*Stated task*.
Carry on the text on GDPR user data purging and export below from the point where it stops.

*Extracted text*.
# # # # #

In order to comply with a new EU data protection law (GDPR) we need to provide more comprehensive and configurable ways of managing user data. In particular we need to be able to fully delete a user's personal data (or anonymise it when deletion isn't possible), as well as provide a machine-readable export of a user's data.

To facilitate this we are introducing a new component (/totara/userdata), which includes an 'item' class that can be implemented by components by implementing specific code in /mod_name/classes/userdata/itemname.php. The code implemented by a component provides the necessary functions to define any settings for that component as well as complete the tasks (purge, export) for data relating to that component. The code itself will be executed by the central totara/userdata component.

A 'Purge profile' can then be created by enabling one or more userdata items which implement the purge function. This purge profile can then be applied to a user. The enabled purge items will delete the relevant data. Note that this works independently of user deletion. Purge profiles can be applied to user in any state - active, suspended or deleted. Existing functionality when a user is deleted must be maintained - this ensures backwards compatibility.

Requirements for completing "user data items"

Investigation

First you need to investigate what user-related data exists. This will involve reading the code, looking at the database schema etc. Don't forget that not all user data is stored in the database (e.g. files). Some points to consider at this stage:

Decide on how to implement count

As well as the purge() and export() methods there is a count() method which will return the number of items that will be affected. You should always implement the count method unless you have a very good reason not to (we've never seen a case such as this). Generally, count() should return the number of top-level items being affected - if you are deleting other child records as part of deleting, you don't need to include them in the count.

When implementing a class that includes both purge() and export() ensure that the two functions are acting on the same data - e.g. the count should apply to both number of items being deleted and number being exported. If the count would be different, consider implementing two user data item classes instead.

Development

Create user data items with purge and export functions to achieve what you decided above. Follow the 'How to implement...' section below. Ensure you write unit tests to confirm that, given each item, the correct data is affected, and that data belonging to other users is not affected. Your tests may also need to cover different behaviour depending on the user's status (active, suspended, deleted), and confirming that contexts are correctly handled.

Things to consider when designing user data items

Should there be more than one user data item?

Data items represent distinct settings in the interface that an admin can choose to purge. In some situations it makes sense to give the admin control to decide which specific pieces of data they want to purge. In other situations you may want to provide one setting that deletes data from several related items without giving the administrator fine-grained control. Some considerations that may impact your decision are:

Which user statuses can the purge be applied to?

# # # # #

*Records of labeled boxes*.
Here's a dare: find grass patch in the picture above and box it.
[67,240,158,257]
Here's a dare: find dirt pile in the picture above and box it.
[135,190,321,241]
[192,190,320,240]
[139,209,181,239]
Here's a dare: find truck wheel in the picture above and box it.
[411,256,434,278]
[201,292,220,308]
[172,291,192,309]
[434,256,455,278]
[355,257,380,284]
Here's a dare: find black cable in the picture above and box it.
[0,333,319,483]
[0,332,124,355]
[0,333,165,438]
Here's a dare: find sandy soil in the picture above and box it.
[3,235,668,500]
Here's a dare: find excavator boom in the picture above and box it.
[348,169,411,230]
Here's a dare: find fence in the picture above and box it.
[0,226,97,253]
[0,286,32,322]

# # # # #

*Reply to the exercise*.
Purging can be applied to users in three states: active, suspended or deleted. However there are some types of data that cannot be deleted in all of those states (for example we can't delete a user's username if they are still active). Therefore we need to consider which user states allow the data to be deleted. This is used by the system to prevent data from being deleted by a user in the wrong state.

In addition, we may need to take a different approach to deleting the data depending on the user's status. For example, for deleted users we are probably safe to perform a low-level delete of database records since we don't expect any additional activity in relation to the user. But for an active user, we may need to trigger events to allow other parts of the system to update based on the change we are performing (for example if their activity could impact the grade in a group activity).

Does the item need to consider the context data is being deleted in?

When deleting, data a context can be provided to limit the data deletion to that context. While the interface does not currently allow purge or export to be executed in a particular context (other than the top level "system"), this may be possible in the future, or customisations may be made which utilise this feature. Contexts are not relevant for all types of data, for example user profile data relates to the user at the site level. On the other hand certain data such as data relating to course activities may be deleted within the context a specific category, course or activity. Consider whether your component acts at the system level or a specific context. If it is context specific then ensure your code considers the context that is passed and that your unit tests have positive and negative tests to ensure the correct data is deleted.

Does the order of data deletion matter?

In some cases, the order of data deletion can be important. For example, if you delete a course completion record before you remove the related activity completion records then recalculation of completion will regenerate the overall completion. If you notice any dependencies (your user data item must be deleted before or after another user data item) then this might indicate that the two user data items should be merged together.

Who does the data belong to?

The purpose of deleting user data is to allow a user to remove data, which relates to them, from the system. However Totara allows administrators and course creators to create a lot of content that is not necessarily personal to them. We need to make the distinction between a user's personal data and data that they happened to create.

It is hard to provide clear guidance on this as it is somewhat subjective, but generally if the data is made available to other users and serves a clear purpose for their use of the site then it may be appropriate to say it's not personal to that user.

Examples of user created data that is probably not personal to them (and therefore should not be deleted):


Examples of user created data that may be personal to them (and therefore should be possible to delete):

Below are a couple of specific examples where careful consideration is required:

Dashboard/blocks (purge example)

To give another example where there is some complexity, consider blocks and dashboards. Dashboards can be site wide pages visible to multiple users, but some dashboards can also be customised to create user-specific dashboards. When the dashboard is personal to a specific user, if the user data includes dashboards then you would expect all block instances on their personal dashboards to be fully deleted as a consequence of deleting the dashboard.

However if the dashboard is shared, and it contains blocks that contain user specific data, then you may need to provide the ability to delete the data for a specific user from the block. In this situation it would make sense to implement a user data item for the block, designed to just delete user specific data. Independently there would be a userdata item for dashboards, which would be limited to personal dashboards but which would delete the full block instances.

Custom user profile fields (user export example)

Imagine a situation where a site has multiple custom user profile fields. Some are visible to the user, and contain personal information. Others are hidden custom profile fields which the user cannot see, perhaps containing sensitive business-specific information about that user.

If we provide only a single user data item for 'user profile fields' then the administrator would need to choose whether to include it in exports (leading to users being able to export and view the hidden fields) or not (leading to personal data being excluded from the export). An alternative approach would be to recognise the difference between the two types of fields, and provide separate user data items for 'visible custom profile fields' and 'hidden custom profile fields'.

What are the consequences to other users if the data is removed?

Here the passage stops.